SELECTED TEXT —

____________________

5 Environmental Actions – from the president’s desk to our own backyards.

  • Action #1: SB-467 FAILED in committee! Seriously! With a Democratic majority! But we may still get the 2500′ setback if we call!
  • Action #2: Katie wants to see some concrete actions against our biggest polluters and welfare recipients. The “End Polluter Welfare Act” is a great start!
  • Action #3: Joe isn’t keeping his promise on the Dakota Access Pipeline. Write him a note.
  • Action #4: Say “NO” the Forest Service’s proposal for backcountry looting logging on Mt. Pinos.
  • Action #5: Witness climate change happen and imagine the future. Share!

Action #1: SB-467 FAILED in committee! Seriously! With a Democratic majority! But we may still get the 2500′ setback if we call!

3 Democratic state senators (Eggman, Hueso, and Hertzberg) killed SB 467 – the Dangerous Drilling Bill in the Natural Resources Committee. This critical legislation, authored by our own senator Monique Limón, would have protected the millions of Californians who live in close proximity to oil and gas operations, banned dangerous drilling practices, and begun a just transition for oil and gas workers as the state meets its climate goals and steadily moves away from fossil fuels. (Oil industry donor spreadsheet here.)

(From VISION) “THE FIGHT’S NOT OVER YET! SB 467, is not dead yet – we still have a chance to protect more than 2M Californians, mostly in low-income and Black, Latinx, and Indigenous communities, but only if we show our target Senators we won’t accept their silence and lack of support. We can no longer sacrifice our health and the health of our children, neighbors, and friends to the oil and gas industry, and our lawmakers have the chance to do something about it. (Plus our state’s economy loses about $28 billion annually due to premature deaths and illnesses linked to ozone and particulates.)

SB 467 will be amended to a “SETBACKS-ONLY” bill. We’ve got just 7 business days to make sure that we can get one more vote in the Natural Resources Committee from our targets below. Please share the attachments and the email below with your friends and community members to make calls! ASAP to keep up the momentum of the fight for setbacks! – and our work is fruitless if it doesn’t escape the inboxes of the people getting this email right now. You do not have to be a constituent to make these calls.

____________________

INPUT —
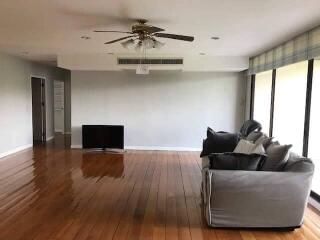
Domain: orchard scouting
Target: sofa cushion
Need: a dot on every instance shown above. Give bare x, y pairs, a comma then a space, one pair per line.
254, 136
235, 161
277, 157
298, 163
264, 140
219, 142
247, 147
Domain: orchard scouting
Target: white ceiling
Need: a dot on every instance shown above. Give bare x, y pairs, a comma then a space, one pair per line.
46, 29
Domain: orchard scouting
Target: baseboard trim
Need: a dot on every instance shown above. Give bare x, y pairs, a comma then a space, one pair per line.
152, 148
314, 203
50, 138
15, 150
156, 148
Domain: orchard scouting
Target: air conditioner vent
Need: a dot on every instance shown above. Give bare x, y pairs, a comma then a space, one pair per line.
150, 61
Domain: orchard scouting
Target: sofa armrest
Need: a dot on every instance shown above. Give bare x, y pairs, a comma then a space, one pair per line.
256, 198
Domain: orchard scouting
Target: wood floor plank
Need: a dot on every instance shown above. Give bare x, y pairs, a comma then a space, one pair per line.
53, 192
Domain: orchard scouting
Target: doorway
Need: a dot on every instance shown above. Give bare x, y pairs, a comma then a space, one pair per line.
59, 117
38, 109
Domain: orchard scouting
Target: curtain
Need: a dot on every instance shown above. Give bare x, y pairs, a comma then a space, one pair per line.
303, 47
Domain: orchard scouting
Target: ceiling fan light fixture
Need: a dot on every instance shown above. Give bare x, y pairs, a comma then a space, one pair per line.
127, 44
138, 47
157, 44
148, 43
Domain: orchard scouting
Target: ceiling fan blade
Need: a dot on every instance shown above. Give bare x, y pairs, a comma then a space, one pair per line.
153, 29
175, 36
102, 31
119, 39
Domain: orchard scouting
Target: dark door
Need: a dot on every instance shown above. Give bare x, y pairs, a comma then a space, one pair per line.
38, 109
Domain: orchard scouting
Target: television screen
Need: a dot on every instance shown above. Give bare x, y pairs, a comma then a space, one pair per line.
102, 136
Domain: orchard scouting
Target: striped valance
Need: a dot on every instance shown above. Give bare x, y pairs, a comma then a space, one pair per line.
303, 47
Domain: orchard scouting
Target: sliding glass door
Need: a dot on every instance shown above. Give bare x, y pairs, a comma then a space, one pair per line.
262, 99
314, 133
289, 105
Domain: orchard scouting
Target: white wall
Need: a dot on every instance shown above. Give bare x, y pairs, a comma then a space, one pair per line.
16, 102
163, 110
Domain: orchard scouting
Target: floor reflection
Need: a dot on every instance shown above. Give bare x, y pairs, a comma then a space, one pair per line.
98, 165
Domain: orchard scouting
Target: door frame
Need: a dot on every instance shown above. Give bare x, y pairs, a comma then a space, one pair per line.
44, 105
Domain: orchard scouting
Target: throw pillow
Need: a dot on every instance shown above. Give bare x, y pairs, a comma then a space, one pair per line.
235, 161
247, 147
219, 142
277, 157
264, 140
254, 136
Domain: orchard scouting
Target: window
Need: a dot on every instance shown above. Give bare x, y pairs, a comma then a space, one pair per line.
262, 99
314, 132
289, 105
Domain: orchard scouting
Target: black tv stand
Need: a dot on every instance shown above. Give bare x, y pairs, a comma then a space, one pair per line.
104, 137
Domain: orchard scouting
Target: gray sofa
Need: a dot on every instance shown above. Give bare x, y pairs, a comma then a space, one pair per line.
257, 199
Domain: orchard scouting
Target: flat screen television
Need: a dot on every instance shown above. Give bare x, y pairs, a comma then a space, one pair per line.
102, 136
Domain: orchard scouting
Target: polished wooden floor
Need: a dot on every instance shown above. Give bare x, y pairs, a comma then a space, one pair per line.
52, 192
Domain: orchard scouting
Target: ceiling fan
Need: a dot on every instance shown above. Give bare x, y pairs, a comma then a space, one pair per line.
144, 36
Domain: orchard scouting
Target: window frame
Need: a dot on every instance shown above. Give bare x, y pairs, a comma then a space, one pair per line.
307, 115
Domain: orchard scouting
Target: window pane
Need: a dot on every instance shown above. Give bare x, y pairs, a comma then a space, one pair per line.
289, 105
314, 133
262, 99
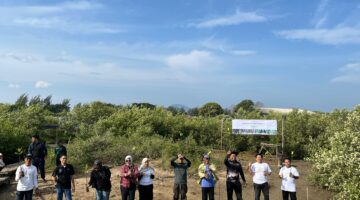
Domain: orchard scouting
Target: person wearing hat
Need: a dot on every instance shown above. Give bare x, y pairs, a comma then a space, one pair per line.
38, 150
260, 172
147, 175
288, 174
180, 170
26, 176
2, 164
100, 180
59, 151
63, 176
208, 178
129, 174
233, 173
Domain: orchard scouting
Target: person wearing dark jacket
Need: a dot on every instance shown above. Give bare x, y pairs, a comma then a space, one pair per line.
63, 176
233, 173
100, 180
38, 150
59, 151
180, 182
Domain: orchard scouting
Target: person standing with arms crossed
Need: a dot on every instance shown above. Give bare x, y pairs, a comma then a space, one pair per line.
26, 175
288, 174
63, 176
233, 173
38, 151
180, 170
260, 172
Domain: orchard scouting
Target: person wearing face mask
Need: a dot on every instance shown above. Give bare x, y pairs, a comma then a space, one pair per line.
26, 175
63, 176
100, 180
129, 174
147, 175
288, 174
233, 173
180, 171
208, 178
260, 171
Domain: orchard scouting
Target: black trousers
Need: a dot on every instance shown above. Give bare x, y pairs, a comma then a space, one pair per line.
234, 186
207, 192
128, 193
261, 187
286, 195
21, 195
39, 163
146, 192
180, 190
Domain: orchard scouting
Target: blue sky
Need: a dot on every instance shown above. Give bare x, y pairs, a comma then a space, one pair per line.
303, 54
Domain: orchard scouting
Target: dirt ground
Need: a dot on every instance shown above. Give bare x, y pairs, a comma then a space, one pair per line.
164, 181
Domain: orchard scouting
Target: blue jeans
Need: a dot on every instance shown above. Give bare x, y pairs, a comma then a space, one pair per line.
20, 195
102, 195
60, 192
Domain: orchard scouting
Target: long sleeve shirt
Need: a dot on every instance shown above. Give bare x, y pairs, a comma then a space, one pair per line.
29, 180
180, 170
127, 181
234, 168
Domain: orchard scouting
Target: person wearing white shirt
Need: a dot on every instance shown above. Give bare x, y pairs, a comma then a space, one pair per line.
26, 175
147, 174
260, 172
288, 174
2, 164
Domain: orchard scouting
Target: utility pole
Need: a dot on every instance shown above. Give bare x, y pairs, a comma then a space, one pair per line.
222, 126
282, 133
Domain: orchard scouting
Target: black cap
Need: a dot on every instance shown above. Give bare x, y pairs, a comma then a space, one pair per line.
97, 162
233, 151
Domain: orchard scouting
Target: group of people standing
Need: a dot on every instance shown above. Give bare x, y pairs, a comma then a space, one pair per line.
141, 177
259, 170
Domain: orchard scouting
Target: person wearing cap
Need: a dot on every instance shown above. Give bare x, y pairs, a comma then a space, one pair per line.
129, 174
2, 164
233, 172
146, 177
208, 178
38, 149
180, 170
100, 180
63, 176
288, 174
260, 172
26, 175
59, 151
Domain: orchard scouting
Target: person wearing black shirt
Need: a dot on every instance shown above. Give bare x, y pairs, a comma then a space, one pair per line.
59, 151
63, 176
234, 169
180, 182
100, 180
38, 150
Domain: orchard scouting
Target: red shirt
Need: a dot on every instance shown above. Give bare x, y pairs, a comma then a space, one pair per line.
127, 180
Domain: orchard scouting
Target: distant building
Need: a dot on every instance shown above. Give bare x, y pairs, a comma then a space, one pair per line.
266, 111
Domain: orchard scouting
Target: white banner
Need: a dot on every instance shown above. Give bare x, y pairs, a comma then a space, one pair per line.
254, 127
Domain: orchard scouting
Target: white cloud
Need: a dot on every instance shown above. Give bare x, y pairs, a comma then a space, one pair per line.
42, 84
195, 60
350, 73
335, 36
19, 57
243, 52
237, 18
13, 85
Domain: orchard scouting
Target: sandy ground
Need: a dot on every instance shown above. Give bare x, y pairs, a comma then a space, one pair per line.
164, 181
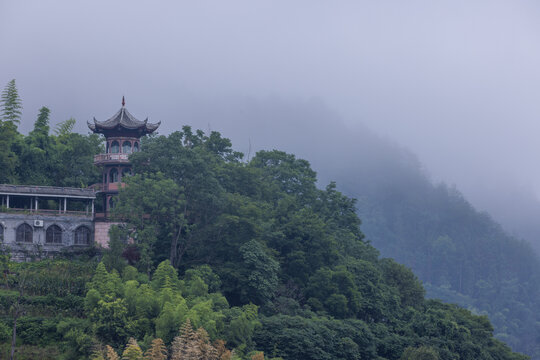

____________________

COMPLETE THE FOLLOWING —
A) Rewrite the environmental actions text starting at "5 Environmental Actions" and ending at "the future. Share!", substituting "Mount Pinos" for "Mt. Pinos".
B) Show each line of the records that contains the string "ground".
The environmental actions text and the records have no connection to each other.

WRITTEN RESPONSES —
A)
5 Environmental Actions – from the president’s desk to our own backyards.

  • Action #1: SB-467 FAILED in committee! Seriously! With a Democratic majority! But we may still get the 2500′ setback if we call!
  • Action #2: Katie wants to see some concrete actions against our biggest polluters and welfare recipients. The “End Polluter Welfare Act” is a great start!
  • Action #3: Joe isn’t keeping his promise on the Dakota Access Pipeline. Write him a note.
  • Action #4: Say “NO” the Forest Service’s proposal for backcountry looting logging on Mount Pinos.
  • Action #5: Witness climate change happen and imagine the future. Share!

B)
Target: dirt ground
Target: sandy ground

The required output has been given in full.